SELECTED EXTRACT -

The causes of skewed distributions of outcomes are many.
"In recent times, virtually any disparity of outcomes is almost automatically blamed on discrimination, despite the incredible range of other reasons."
Note: Thomas Sowell taught economics at Cornell, UCLA, Amherst and other academic institutions. Currently, Sowell is a scholar in residence as a Senior Fellow at the Hoover Institution, Stanford University. I first noticed him when I read Dismantling America in 2010. Also, he wrote Wealth, Poverty and Politics 2016. His most recent book is Discrimination and Disparities 2018. Gerald P. O'Driscoll, Jr., Senior Fellow, Cato Institute, writes, “In this provocative book, Thomas Sowell turns the table on those who automatically link disparate outcomes to discrimination. He begins by focusing instead on the myriad of factors that need to come together for success." Read the book.
Thomas Sowell (Discrimination and Disparities) says that many policy fixes in education have been counterproductive, such as immediately blaming gaps in educational outcomes on discrimination. Too often, skewed distributions of educational outcomes were wrongly blamed on "genes or discrimination," observed Sowell. The playing field has never been equal and cannot be made level by government "equity crusades," which are "fallacies of fairness." In short, the one-size-fits-all equity fix of the Common Core and other efforts will not erase the skewed distributions. Sowell writes, "The idea that it would be a level playing field if it were not for either genes or discrimination, is a precondition in defiance of both logic and facts."

EXTRACTED ENTRIES -

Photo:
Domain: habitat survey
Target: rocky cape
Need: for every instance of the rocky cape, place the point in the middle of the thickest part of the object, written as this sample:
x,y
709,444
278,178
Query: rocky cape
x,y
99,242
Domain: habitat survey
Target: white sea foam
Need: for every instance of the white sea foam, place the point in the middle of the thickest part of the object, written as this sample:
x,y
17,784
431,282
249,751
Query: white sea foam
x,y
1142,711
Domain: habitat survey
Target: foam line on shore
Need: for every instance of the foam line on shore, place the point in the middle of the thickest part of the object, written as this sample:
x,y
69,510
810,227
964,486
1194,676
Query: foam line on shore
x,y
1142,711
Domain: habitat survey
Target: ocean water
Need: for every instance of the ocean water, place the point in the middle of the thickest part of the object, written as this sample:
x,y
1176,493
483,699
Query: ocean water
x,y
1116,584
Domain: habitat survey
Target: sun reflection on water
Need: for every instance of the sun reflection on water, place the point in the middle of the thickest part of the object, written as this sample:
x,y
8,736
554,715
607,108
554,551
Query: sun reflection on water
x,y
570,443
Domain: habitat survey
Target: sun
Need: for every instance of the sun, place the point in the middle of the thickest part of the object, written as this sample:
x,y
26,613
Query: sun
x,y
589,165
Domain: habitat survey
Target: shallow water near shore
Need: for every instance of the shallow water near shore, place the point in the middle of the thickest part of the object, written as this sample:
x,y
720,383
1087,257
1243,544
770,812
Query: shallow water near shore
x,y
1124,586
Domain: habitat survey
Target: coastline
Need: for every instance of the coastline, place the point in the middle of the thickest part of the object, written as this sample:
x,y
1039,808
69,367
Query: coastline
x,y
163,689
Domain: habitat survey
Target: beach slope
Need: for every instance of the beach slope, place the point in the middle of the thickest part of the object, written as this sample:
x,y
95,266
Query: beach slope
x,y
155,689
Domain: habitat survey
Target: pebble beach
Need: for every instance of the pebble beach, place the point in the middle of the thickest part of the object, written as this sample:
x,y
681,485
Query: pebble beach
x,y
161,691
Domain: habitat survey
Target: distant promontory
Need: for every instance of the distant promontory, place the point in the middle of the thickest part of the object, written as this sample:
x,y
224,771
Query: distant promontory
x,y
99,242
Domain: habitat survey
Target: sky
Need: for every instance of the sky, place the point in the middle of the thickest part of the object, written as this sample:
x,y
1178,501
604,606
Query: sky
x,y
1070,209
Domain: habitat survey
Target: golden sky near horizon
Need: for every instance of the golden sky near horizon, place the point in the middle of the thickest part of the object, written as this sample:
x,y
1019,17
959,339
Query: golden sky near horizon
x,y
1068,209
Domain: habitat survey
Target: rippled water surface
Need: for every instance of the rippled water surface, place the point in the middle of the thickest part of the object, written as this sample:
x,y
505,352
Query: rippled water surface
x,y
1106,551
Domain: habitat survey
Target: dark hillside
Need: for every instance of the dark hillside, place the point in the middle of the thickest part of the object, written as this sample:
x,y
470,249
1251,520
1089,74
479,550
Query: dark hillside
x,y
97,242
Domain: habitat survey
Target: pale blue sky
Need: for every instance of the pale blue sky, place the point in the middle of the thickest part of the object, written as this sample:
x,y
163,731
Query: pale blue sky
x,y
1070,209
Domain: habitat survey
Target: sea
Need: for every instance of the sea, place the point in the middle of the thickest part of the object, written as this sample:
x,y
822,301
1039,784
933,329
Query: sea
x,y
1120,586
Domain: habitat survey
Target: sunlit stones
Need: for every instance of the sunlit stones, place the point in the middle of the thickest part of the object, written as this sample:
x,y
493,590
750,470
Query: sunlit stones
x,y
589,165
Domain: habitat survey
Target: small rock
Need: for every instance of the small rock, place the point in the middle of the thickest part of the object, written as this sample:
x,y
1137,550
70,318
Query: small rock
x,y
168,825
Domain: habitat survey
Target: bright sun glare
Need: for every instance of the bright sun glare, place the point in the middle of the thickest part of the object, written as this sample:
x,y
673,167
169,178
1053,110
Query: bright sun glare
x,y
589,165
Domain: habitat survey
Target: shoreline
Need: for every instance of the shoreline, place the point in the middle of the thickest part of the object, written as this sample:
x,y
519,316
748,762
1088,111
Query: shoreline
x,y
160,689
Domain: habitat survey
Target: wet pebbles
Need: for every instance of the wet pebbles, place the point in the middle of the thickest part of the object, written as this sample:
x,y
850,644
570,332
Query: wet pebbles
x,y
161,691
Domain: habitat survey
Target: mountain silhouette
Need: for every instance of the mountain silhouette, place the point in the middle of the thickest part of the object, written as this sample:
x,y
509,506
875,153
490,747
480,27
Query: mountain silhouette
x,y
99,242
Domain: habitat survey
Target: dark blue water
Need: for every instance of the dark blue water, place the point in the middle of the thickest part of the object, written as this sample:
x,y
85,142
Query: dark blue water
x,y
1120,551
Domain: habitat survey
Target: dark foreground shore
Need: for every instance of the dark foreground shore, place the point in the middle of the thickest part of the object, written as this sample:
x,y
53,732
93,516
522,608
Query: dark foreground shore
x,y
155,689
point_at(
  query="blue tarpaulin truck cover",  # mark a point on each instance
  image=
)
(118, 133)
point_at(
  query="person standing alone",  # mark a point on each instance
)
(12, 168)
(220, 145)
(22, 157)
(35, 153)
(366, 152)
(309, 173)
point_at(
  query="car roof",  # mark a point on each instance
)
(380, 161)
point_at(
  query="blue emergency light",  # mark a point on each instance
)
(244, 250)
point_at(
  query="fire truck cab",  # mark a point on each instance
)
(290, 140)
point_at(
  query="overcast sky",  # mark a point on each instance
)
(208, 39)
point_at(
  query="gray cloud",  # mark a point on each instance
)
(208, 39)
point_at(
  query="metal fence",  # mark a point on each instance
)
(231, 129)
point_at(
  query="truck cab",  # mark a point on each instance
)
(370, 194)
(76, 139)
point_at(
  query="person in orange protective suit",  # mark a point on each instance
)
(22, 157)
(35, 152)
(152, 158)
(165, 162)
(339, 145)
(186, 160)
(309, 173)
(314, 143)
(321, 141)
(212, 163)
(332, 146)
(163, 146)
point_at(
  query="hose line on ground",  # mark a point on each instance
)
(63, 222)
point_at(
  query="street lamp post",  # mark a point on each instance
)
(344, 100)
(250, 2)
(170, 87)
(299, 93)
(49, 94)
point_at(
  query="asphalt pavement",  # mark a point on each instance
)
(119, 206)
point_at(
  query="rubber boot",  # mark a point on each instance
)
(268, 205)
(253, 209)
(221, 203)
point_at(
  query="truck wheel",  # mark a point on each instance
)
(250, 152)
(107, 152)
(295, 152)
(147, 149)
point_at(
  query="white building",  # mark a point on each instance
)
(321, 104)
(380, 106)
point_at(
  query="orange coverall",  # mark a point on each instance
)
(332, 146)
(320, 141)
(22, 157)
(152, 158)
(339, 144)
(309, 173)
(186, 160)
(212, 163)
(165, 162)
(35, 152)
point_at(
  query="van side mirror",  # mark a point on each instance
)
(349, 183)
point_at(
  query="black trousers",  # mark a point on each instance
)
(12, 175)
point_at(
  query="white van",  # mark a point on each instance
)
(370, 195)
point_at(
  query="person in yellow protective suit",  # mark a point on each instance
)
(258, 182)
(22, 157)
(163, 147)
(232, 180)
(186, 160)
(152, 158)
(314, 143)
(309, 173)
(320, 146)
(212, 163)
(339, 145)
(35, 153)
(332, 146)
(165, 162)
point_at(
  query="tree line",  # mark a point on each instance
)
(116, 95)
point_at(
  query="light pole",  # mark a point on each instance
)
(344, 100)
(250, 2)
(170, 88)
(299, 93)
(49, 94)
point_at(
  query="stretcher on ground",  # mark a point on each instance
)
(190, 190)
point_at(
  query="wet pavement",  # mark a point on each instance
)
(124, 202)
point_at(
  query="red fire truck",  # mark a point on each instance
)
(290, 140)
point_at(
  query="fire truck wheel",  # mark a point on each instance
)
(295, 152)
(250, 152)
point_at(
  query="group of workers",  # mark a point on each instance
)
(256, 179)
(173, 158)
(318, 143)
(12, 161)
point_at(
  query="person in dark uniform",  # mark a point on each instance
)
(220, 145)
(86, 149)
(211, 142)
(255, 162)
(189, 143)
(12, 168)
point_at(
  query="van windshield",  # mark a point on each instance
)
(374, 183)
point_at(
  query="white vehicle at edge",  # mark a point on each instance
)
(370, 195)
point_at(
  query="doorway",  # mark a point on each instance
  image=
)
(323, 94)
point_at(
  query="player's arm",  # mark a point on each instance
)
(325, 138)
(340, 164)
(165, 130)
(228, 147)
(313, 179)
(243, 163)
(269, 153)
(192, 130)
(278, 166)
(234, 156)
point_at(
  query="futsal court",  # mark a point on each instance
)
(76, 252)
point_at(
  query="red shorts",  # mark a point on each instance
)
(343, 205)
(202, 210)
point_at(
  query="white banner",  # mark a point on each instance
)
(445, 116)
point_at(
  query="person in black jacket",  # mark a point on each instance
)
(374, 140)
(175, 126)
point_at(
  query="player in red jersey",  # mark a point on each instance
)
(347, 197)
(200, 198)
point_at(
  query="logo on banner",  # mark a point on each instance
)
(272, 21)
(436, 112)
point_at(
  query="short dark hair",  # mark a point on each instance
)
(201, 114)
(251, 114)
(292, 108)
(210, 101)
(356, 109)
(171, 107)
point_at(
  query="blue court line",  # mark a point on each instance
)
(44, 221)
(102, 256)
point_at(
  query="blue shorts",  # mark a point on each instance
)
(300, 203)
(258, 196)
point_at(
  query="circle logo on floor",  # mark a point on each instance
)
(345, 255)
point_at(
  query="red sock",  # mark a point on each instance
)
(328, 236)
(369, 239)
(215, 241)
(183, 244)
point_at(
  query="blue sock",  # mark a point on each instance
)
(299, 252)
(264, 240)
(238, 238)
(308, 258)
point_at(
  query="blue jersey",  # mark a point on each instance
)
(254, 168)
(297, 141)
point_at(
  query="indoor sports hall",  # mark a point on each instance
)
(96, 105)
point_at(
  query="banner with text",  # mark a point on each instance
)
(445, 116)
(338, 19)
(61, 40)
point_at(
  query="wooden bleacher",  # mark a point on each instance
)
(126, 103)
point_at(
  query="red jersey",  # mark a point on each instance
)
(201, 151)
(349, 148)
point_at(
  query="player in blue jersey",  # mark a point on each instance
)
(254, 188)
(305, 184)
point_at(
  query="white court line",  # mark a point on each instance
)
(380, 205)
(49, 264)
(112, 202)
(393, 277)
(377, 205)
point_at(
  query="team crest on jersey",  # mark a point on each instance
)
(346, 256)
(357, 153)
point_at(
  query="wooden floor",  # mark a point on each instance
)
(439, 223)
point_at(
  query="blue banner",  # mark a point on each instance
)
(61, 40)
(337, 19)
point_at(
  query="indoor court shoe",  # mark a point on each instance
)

BRIEF - Reproduce the stretch of the Thomas Sowell passage from "Note: Thomas Sowell" through "Read the book.".

TASK ANSWER -
Note: Thomas Sowell taught economics at Cornell, UCLA, Amherst and other academic institutions. Currently, Sowell is a scholar in residence as a Senior Fellow at the Hoover Institution, Stanford University. I first noticed him when I read Dismantling America in 2010. Also, he wrote Wealth, Poverty and Politics 2016. His most recent book is Discrimination and Disparities 2018. Gerald P. O'Driscoll, Jr., Senior Fellow, Cato Institute, writes, “In this provocative book, Thomas Sowell turns the table on those who automatically link disparate outcomes to discrimination. He begins by focusing instead on the myriad of factors that need to come together for success." Read the book.